Data items
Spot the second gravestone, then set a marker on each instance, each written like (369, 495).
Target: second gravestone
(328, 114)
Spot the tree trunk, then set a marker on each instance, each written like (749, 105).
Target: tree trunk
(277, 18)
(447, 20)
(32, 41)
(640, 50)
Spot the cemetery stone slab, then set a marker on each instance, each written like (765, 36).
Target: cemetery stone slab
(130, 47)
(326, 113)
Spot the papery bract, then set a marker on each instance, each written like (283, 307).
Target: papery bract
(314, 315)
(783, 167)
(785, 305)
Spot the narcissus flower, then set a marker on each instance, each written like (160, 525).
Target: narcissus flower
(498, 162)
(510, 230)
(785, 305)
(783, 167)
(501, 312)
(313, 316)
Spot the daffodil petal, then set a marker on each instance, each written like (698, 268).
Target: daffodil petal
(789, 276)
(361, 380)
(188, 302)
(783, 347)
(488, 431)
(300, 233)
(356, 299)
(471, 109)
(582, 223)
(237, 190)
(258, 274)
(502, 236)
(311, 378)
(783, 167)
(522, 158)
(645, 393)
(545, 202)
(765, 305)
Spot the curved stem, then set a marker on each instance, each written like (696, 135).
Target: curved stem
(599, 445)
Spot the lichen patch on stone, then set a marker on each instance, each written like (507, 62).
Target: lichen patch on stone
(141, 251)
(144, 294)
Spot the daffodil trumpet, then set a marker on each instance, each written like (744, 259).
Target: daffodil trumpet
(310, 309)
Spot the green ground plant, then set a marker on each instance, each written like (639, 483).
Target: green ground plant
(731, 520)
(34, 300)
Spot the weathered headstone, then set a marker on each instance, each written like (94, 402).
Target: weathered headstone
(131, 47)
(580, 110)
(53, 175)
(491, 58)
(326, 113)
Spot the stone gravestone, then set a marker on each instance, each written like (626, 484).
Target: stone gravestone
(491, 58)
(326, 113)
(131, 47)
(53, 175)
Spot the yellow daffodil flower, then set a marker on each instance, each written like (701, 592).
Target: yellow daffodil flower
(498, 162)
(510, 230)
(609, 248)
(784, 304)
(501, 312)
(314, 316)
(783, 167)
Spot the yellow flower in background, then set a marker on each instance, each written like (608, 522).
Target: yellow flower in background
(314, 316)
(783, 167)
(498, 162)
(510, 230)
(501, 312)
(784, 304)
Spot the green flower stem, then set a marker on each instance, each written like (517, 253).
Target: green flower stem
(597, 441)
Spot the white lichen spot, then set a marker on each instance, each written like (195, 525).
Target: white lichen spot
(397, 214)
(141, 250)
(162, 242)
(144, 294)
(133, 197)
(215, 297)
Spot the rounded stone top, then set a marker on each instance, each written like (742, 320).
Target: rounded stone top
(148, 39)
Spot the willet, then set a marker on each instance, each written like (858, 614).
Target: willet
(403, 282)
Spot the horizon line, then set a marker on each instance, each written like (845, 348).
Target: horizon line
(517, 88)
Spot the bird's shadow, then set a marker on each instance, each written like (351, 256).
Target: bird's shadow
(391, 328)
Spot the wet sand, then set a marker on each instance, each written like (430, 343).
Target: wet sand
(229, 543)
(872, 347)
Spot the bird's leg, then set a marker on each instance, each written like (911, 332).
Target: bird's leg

- Assigned task -
Your task is to restate every record word for word.

- Response -
Spot the second gravestone, then set a marker on each instance, each written like (369, 495).
Target: second gravestone
(328, 114)
Spot the tree trunk, then set a marker on each instance, each written like (749, 105).
Target: tree trunk
(277, 18)
(447, 20)
(32, 41)
(640, 50)
Spot the cemetery stone slab, then set a marker on each instance, each written like (765, 36).
Target: cemetery stone slab
(130, 47)
(326, 113)
Spot the papery bract, then set a marker on each instance, each written like (283, 307).
Target: papery bract
(314, 315)
(783, 167)
(785, 305)
Spot the narcissus flower, then set a marker on each instance, each written like (160, 525).
Target: narcissus flower
(498, 162)
(510, 230)
(785, 305)
(783, 167)
(501, 312)
(313, 316)
Spot the daffodil petal, then set a marker on each instance, each written like (698, 268).
Target: daffodil petal
(789, 276)
(361, 380)
(188, 302)
(783, 347)
(488, 431)
(300, 233)
(356, 299)
(471, 109)
(582, 223)
(237, 190)
(258, 274)
(502, 236)
(311, 378)
(783, 167)
(522, 158)
(645, 393)
(545, 202)
(765, 305)
Spot the curved stem, then set a marker on each instance, each written like (696, 135).
Target: curved stem
(599, 445)
Spot the lichen patch on stone, then set a marker on each instance, each written like (507, 62).
Target: lichen patch on stone
(141, 251)
(144, 294)
Spot the daffodil trumpet, then set a marker on each instance, each written like (744, 259).
Target: daffodil trumpet
(310, 309)
Spot the green ground plant, then set a marker on each instance, each written like (639, 483).
Target: green ground plant
(731, 520)
(34, 300)
Spot the weathered headstone, then set a marker on each instance, each written like (94, 402).
Target: weathered headstone
(131, 47)
(580, 110)
(53, 175)
(491, 58)
(326, 113)
Spot the stone gravestone, then set a marker on each instance, each written like (626, 484).
Target: stone gravestone
(491, 58)
(326, 113)
(131, 47)
(53, 175)
Spot the yellow daffodil flower, then set a marker on each instance, each written like (701, 592).
Target: yellow daffodil flower
(498, 162)
(510, 230)
(609, 248)
(784, 304)
(501, 312)
(314, 316)
(783, 167)
Spot the yellow flower in background, then set a marker on each instance, each written like (608, 522).
Target: yellow flower in background
(314, 316)
(783, 167)
(498, 162)
(510, 230)
(501, 312)
(784, 304)
Spot the green flower stem, then set a marker on each instance, each written like (517, 253).
Target: green flower stem
(597, 441)
Spot the white lichen spot, then set a marker on each instance, each written like (195, 525).
Target: white lichen spot
(397, 214)
(141, 250)
(162, 242)
(144, 294)
(133, 197)
(215, 297)
Spot the rounded stone top, then set a marker on each instance, each written like (742, 320).
Target: rounded stone top
(148, 39)
Spot the willet, then set a marker on each instance, each written like (858, 614).
Target: willet
(403, 282)
Spot the horizon line, then set a marker on each instance, each written like (845, 348).
Target: horizon line
(517, 88)
Spot the bird's shadow, then set a marker on each instance, each written like (351, 256).
Target: bird's shadow
(391, 328)
Spot the wet sand, then set a marker on each instance, each written like (430, 343).
Target: wet sand
(229, 543)
(872, 347)
Spot the bird's leg, then set a marker on each instance, each written like (911, 332).
Target: bird's leg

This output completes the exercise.